= What is being asked =
Pick out every line of the records below that contains the word "tree", and copy each one as it appears. Match case exactly, so a line with the word in different capitalization does not count.

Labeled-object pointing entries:
▽

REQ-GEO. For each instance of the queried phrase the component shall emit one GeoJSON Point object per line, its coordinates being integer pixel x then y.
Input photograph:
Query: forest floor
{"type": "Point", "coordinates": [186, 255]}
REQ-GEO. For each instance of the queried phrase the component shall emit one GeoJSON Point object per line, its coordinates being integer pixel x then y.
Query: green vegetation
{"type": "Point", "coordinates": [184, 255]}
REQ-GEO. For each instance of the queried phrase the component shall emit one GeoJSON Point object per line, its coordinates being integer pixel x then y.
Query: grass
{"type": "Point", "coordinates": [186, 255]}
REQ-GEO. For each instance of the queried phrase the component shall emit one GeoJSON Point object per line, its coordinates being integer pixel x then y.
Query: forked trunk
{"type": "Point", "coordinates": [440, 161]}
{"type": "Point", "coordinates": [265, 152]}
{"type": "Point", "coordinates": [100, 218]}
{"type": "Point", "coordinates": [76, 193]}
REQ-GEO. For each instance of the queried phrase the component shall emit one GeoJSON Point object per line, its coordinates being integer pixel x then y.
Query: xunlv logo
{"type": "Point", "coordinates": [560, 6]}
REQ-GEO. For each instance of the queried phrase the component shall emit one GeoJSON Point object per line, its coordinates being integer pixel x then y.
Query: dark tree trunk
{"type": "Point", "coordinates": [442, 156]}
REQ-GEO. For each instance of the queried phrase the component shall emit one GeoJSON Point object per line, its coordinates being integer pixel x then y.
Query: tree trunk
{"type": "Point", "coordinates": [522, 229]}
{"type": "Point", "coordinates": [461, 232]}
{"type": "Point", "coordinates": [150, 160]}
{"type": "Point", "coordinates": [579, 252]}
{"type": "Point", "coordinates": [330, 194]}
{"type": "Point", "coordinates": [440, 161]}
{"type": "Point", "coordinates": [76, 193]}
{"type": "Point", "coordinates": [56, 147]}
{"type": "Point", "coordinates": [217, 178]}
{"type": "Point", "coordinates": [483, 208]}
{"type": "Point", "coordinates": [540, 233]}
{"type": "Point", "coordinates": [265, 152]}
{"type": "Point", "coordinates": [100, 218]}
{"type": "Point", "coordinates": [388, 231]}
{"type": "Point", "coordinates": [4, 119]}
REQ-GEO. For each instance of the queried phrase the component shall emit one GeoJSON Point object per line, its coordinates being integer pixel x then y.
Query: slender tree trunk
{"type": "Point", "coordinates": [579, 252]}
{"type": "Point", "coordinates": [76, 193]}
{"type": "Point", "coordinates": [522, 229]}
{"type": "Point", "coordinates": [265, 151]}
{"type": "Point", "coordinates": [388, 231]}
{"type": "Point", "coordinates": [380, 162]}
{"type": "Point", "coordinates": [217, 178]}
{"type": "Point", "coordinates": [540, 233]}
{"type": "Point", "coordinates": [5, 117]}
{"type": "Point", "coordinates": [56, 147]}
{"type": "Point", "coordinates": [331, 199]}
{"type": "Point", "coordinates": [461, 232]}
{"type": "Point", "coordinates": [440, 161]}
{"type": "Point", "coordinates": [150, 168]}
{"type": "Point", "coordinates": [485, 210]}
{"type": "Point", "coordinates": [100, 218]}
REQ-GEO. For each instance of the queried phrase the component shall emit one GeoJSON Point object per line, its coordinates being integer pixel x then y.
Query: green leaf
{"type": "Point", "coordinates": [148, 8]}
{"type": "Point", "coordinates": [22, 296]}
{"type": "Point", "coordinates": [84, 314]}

△

= Exercise output =
Query: dark tree trunk
Query: tree trunk
Query: slender tree trunk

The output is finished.